PROVIDED DATA START

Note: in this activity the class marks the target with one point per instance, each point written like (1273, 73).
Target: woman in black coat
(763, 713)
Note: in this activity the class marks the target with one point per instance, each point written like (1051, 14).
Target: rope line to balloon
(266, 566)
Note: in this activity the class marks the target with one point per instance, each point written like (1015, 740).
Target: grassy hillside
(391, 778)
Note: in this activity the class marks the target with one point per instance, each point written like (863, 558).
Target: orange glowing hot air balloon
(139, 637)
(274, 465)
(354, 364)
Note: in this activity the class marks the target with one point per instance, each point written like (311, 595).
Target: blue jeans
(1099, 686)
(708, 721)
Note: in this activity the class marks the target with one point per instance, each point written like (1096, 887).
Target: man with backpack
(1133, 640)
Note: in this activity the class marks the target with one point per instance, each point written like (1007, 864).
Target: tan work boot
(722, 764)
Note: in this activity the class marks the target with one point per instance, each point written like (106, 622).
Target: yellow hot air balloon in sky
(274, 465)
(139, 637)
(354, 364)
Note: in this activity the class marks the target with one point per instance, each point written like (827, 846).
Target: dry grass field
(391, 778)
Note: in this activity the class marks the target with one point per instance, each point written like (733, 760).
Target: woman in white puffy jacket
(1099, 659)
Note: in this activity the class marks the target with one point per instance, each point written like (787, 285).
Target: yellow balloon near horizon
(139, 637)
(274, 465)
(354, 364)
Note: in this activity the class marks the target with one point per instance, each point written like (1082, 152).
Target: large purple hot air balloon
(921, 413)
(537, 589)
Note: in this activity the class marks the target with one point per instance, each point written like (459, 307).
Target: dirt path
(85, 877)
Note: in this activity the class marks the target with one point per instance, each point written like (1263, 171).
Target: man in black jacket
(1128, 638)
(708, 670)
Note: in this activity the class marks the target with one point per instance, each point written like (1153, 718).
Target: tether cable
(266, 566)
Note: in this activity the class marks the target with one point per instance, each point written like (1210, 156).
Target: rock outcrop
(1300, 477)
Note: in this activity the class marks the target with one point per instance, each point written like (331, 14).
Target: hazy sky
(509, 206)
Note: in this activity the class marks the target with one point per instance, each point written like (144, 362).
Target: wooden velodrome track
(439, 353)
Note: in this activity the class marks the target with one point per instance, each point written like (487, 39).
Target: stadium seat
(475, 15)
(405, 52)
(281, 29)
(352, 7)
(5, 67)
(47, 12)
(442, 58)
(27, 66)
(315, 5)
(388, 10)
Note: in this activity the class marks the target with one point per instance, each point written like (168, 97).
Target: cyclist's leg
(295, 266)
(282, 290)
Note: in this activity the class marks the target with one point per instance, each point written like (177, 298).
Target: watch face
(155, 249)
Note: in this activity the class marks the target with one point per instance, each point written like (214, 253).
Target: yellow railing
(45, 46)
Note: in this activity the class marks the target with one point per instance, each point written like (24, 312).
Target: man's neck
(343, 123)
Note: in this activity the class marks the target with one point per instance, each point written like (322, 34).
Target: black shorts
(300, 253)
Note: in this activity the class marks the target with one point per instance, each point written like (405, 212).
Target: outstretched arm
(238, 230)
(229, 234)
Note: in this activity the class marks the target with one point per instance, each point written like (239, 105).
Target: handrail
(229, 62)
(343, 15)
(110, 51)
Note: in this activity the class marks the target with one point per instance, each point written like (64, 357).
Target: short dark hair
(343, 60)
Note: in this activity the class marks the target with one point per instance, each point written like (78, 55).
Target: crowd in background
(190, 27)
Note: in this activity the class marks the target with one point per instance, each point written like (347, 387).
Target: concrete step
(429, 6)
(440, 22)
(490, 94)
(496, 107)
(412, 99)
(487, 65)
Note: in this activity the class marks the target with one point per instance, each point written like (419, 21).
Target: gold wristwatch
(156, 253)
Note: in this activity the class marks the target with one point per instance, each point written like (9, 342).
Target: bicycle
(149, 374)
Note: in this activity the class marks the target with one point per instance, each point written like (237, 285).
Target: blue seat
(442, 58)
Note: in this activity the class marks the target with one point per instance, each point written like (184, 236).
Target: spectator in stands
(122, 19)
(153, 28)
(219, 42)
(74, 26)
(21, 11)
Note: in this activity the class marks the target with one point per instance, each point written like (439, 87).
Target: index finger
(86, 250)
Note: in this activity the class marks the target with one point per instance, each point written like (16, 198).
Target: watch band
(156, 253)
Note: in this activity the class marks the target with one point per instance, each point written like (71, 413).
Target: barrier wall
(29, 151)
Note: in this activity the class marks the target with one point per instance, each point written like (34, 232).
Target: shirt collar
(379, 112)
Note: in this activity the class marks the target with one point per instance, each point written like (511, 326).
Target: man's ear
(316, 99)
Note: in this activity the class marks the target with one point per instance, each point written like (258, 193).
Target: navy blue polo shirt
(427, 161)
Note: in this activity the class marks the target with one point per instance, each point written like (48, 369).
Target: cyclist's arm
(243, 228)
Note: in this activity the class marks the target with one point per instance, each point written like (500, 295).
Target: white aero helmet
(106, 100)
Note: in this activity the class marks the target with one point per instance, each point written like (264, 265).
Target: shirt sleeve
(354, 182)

PROVIDED DATA END

● WHAT THIS TASK INVOLVES
Restate the data above in full, keeping every word as it is.

● WRITTEN REPLY
Note: in this activity the class marks the target with one point per instance, each point written like (1273, 73).
Target: woman in black coat
(763, 713)
Note: in this activity the class marks the target with one point per instance, each point written like (1051, 14).
Target: rope line to balloon
(266, 566)
Note: in this activity the class marks the target with one point per instance, each point written like (1015, 740).
Target: grassy hillside
(391, 778)
Note: in this activity the class marks the target with one point per instance, each point written like (863, 558).
Target: orange glowing hot air balloon
(139, 637)
(274, 465)
(354, 364)
Note: in this activity the class marks the target with one point per instance, each point written like (311, 595).
Target: blue jeans
(1099, 686)
(708, 721)
Note: in this activity the class marks the target with one point per instance, each point written like (1096, 887).
Target: man with backpack
(1133, 640)
Note: in this activity the class marks the target with one point per instance, each point written like (1007, 864).
Target: tan work boot
(722, 764)
Note: in this activity the class marks the target with one point per instance, each point written like (106, 622).
Target: yellow hot air balloon in sky
(274, 465)
(139, 637)
(354, 364)
Note: in this activity the class marks the target with one point per instance, each point written like (827, 846).
Target: dry grass field
(391, 778)
Note: in this activity the class marks the target with one point per instance, each point written like (733, 760).
Target: woman in white puffy jacket
(1099, 659)
Note: in this activity the class marks the target with one point per instance, each point written like (787, 285).
Target: yellow balloon near horizon
(139, 637)
(274, 465)
(354, 364)
Note: in this activity the class marks the target with one point per instance, each point written like (1082, 152).
Target: large purple hot air balloon
(921, 413)
(537, 589)
Note: in this activity the class marks the target with one point per instance, each point written like (459, 307).
Target: dirt path
(85, 877)
Note: in this activity the class marks the target with one point per instance, each point written like (1263, 171).
Target: man in black jacket
(1128, 638)
(708, 670)
Note: in this activity the class marks the target with one point per instance, each point written like (1153, 718).
Target: tether cable
(266, 566)
Note: in this activity the class marks the target with one point per instance, each point written like (1210, 156).
Target: rock outcrop
(1300, 477)
Note: in this activity the class marks the target with one point per instance, each point written like (331, 14).
Target: hazy sky
(509, 206)
Note: in this activity the class marks the target with one point per instance, each point written like (144, 362).
Target: wooden velodrome track
(439, 353)
Note: in this activity the class marks the target with one point per instance, each point written like (487, 39).
Target: stadium seat
(475, 15)
(405, 52)
(281, 29)
(352, 7)
(5, 67)
(47, 12)
(442, 58)
(27, 66)
(315, 5)
(388, 10)
Note: in this activity the class marks the target with one point per instance, each point written like (168, 97).
Target: cyclist's leg
(295, 266)
(282, 290)
Note: in this activity the class marks the target with one point per instance, each point written like (177, 298).
Target: watch face
(155, 249)
Note: in this activity the class marks the target with one point per instance, each point written like (214, 253).
Target: yellow railing
(45, 46)
Note: in this activity the class marks the target with one point per instance, each point written like (24, 312).
Target: man's neck
(343, 123)
Note: in this activity the class marks the target with one point per instance, each point written like (322, 34).
Target: black shorts
(300, 253)
Note: in this activity the class marks the target with one point per instance, each point written like (405, 212).
Target: outstretched arm
(238, 230)
(229, 234)
Note: in this activity the class marks the target with one point per instance, each point written like (239, 105).
Target: handrail
(229, 62)
(343, 15)
(110, 51)
Note: in this activity the class marks the target with one point per instance, each point written like (64, 357).
Target: short dark hair
(343, 60)
Note: in this activity the class marks the target with one point per instance, each point written like (78, 55).
Target: crowd in background
(190, 27)
Note: in this activity the class marks the target with one point per instance, each point written like (347, 387).
Target: concrete step
(429, 6)
(440, 22)
(490, 94)
(496, 107)
(412, 99)
(487, 65)
Note: in this activity the class marks the target with one point per instance, each point written like (419, 21).
Target: gold wristwatch
(156, 253)
Note: in this activity the class marks the target with one point per instance, each point written like (9, 342).
Target: bicycle
(149, 374)
Note: in this activity the class marks the target with one point per instance, each point written like (237, 285).
Target: blue seat
(442, 58)
Note: in this activity the class marks the target with one point per instance, each point written like (184, 236).
Target: spectator in stands
(122, 19)
(153, 28)
(219, 42)
(74, 26)
(21, 11)
Note: in this activity the class marks the target with one point per instance, each point written like (439, 87).
Target: index finger
(86, 250)
Note: in this activity the class marks the target with one point per instance, each point written like (16, 198).
Target: watch band
(156, 253)
Note: in this activity the class marks the target with one point per instance, each point written like (71, 413).
Target: barrier wall
(29, 151)
Note: in this activity the class marks the target with one point per instance, each point written like (34, 232).
Target: shirt collar
(379, 112)
Note: in this activity the class marks the target with one point per instance, each point written like (511, 326).
Target: man's ear
(316, 99)
Note: in this activity the class marks the target with one point per instance, each point written like (258, 193).
Target: navy blue polo shirt
(427, 161)
Note: in this activity the class marks the target with one point per instance, each point written like (48, 369).
Target: cyclist's arm
(243, 228)
Note: in this activity the class marks the target with one point per instance, each point written like (500, 295).
Target: white aero helmet
(106, 100)
Note: in this activity the class marks the target with one point per instance, each point written like (264, 265).
Target: shirt sleeve
(354, 182)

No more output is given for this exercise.